- _Set task_:
Express the data as a numbered list, leaving out any blank lines, covering only the part that runs from the start of the data through the line containing "677 290 727 430".

>> Begin Source data

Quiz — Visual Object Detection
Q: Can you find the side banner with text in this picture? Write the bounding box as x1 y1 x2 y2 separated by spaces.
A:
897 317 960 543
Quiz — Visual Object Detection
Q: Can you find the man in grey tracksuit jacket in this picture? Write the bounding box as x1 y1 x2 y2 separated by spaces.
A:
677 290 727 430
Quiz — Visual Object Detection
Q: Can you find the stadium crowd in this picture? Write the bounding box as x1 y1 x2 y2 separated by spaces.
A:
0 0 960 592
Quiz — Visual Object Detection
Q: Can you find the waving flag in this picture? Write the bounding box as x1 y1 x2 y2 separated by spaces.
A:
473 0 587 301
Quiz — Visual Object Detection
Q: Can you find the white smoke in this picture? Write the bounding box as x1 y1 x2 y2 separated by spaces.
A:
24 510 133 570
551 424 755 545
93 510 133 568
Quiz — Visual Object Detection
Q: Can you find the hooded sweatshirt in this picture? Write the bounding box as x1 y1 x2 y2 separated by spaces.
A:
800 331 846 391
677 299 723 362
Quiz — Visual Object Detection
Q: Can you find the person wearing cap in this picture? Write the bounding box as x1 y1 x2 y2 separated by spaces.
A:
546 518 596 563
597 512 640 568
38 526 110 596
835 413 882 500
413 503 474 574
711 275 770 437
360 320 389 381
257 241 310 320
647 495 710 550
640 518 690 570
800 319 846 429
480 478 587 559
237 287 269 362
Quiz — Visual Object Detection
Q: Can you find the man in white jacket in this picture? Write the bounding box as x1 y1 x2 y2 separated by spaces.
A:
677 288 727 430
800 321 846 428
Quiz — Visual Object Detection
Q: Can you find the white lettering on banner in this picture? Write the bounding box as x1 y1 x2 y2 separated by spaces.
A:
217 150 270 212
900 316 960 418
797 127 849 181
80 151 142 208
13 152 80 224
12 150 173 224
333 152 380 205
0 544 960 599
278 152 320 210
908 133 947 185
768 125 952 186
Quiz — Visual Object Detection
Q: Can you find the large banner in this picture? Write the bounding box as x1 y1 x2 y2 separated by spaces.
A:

>> End Source data

- _Response_:
1. Quiz — Visual Object Detection
2. Q: Can you find the side banner with text in this picture? Write the bounding box as x1 y1 x2 y2 separated by spaces.
3. A:
4. 897 317 960 543
5. Quiz — Visual Object Detection
6. Q: Can you find the man in grey tracksuit jacket in this picture? Write the bounding box as x1 y1 x2 y2 separated by spaces.
7. A:
8. 677 290 727 430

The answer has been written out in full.